Stated goal 1
For the sermon on the cross below, decide whether each statement agrees with the text. Answer yes or no for each, and quote the deciding words. (a) The speaker is nearing the end of a tenure as pastor of the church. (b) The sermon says the cross has always provoked offense. (c) Students in France were banned from wearing the cross to school.

Document section
[Start]

1 Corinthians 1:18, 23-25

February 3, 2019

The Rev. Dr. Robert S. Rayburn

 

As I mentioned last time, coming to the end of my tenure as pastor of this church I have been concentrating on the main points of Christian faith and life. And we have come today to one of, if not the most fundamental of them all: the cross of Jesus Christ.

 

For a very long time now the cross has been a fixture among the most important symbols of Western Civilization, indeed its most sacred symbol. It continues to secure that status everywhere else in the world. One does not have to travel far to see a cross atop a church. One has only to mingle among people virtually anywhere to notice someone wearing a cross of gold or silver suspended from a chain around the neck. Many flags are emblazoned with a cross. This is because for Christians the cross stands for so much. Even in cultures that make no claim to being Christian in any serious sense, the cross has become, by some manner of unwitting attraction a symbol of beauty, goodness, and love. It certainly provoked no offense, at least until recently. When in France recently students were banned from wearing the cross to school, at the same time Muslim girls were banned from wearing their head coverings, it came as a powerful reminder of the power of the cross as a symbol of Christian faith in Jesus Christ.

[End]

Dataset records
[Start]

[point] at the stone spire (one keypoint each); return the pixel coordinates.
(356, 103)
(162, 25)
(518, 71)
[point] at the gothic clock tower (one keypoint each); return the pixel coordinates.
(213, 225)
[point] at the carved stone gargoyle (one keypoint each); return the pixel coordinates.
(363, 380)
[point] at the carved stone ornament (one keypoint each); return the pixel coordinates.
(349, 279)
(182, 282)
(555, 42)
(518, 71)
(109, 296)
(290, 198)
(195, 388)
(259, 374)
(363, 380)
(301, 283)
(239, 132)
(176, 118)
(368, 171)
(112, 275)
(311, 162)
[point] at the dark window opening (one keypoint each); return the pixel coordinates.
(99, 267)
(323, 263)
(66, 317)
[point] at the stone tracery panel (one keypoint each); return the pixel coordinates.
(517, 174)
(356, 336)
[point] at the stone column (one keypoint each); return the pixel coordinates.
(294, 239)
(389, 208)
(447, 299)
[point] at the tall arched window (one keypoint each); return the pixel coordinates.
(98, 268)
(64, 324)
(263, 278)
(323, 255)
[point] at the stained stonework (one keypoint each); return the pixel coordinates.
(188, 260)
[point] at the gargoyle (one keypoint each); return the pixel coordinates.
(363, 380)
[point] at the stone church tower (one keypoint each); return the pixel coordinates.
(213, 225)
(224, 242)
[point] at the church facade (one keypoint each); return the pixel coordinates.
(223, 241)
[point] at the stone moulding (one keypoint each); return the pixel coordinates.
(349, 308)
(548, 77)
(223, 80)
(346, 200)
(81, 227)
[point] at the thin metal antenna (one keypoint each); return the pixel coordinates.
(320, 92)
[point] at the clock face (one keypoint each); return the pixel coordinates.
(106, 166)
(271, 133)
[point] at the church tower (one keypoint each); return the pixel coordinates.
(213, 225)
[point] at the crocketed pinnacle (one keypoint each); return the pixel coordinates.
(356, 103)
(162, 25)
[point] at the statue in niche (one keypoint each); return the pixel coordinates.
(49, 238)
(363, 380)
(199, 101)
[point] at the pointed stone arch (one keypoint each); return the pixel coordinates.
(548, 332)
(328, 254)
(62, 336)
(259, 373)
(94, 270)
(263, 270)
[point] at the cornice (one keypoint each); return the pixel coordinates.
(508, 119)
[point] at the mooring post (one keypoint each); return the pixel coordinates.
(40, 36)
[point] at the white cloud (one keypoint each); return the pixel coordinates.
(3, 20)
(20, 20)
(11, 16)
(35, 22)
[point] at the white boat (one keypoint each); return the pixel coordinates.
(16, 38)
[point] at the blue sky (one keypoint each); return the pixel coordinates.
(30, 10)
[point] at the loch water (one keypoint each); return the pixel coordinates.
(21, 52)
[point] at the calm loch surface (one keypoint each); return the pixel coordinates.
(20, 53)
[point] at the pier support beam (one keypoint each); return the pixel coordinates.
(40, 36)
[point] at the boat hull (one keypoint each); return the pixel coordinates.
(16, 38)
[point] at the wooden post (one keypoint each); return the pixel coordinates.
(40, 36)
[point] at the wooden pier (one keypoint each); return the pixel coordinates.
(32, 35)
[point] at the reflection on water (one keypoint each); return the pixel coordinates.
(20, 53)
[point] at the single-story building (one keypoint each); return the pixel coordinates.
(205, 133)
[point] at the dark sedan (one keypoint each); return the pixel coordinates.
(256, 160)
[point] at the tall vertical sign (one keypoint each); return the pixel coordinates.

[End]

Stated goal 2
Please render the entries as a numbered list, omitting blank lines. Start at the entry line with "[point] at the cornice" and continue up to and including the last line of the entries.

Correct response 1
(a) Yes: "coming to the end of my tenure as pastor of this church"
(b) No: "It certainly provoked no offense, at least until recently."
(c) Yes: "When in France recently students were banned from wearing the cross to school"

Correct response 2
1. [point] at the cornice (one keypoint each); return the pixel coordinates.
2. (508, 119)
3. [point] at the mooring post (one keypoint each); return the pixel coordinates.
4. (40, 36)
5. [point] at the white cloud (one keypoint each); return the pixel coordinates.
6. (3, 20)
7. (20, 20)
8. (11, 16)
9. (35, 22)
10. [point] at the white boat (one keypoint each); return the pixel coordinates.
11. (16, 38)
12. [point] at the blue sky (one keypoint each); return the pixel coordinates.
13. (30, 10)
14. [point] at the loch water (one keypoint each); return the pixel coordinates.
15. (21, 52)
16. [point] at the calm loch surface (one keypoint each); return the pixel coordinates.
17. (20, 53)
18. [point] at the pier support beam (one keypoint each); return the pixel coordinates.
19. (40, 36)
20. [point] at the boat hull (one keypoint each); return the pixel coordinates.
21. (16, 38)
22. [point] at the wooden post (one keypoint each); return the pixel coordinates.
23. (40, 36)
24. [point] at the wooden pier (one keypoint each); return the pixel coordinates.
25. (32, 35)
26. [point] at the reflection on water (one keypoint each); return the pixel coordinates.
27. (20, 53)
28. [point] at the single-story building (one keypoint each); return the pixel coordinates.
29. (205, 133)
30. [point] at the dark sedan (one keypoint each); return the pixel coordinates.
31. (256, 160)
32. [point] at the tall vertical sign (one keypoint each); return the pixel coordinates.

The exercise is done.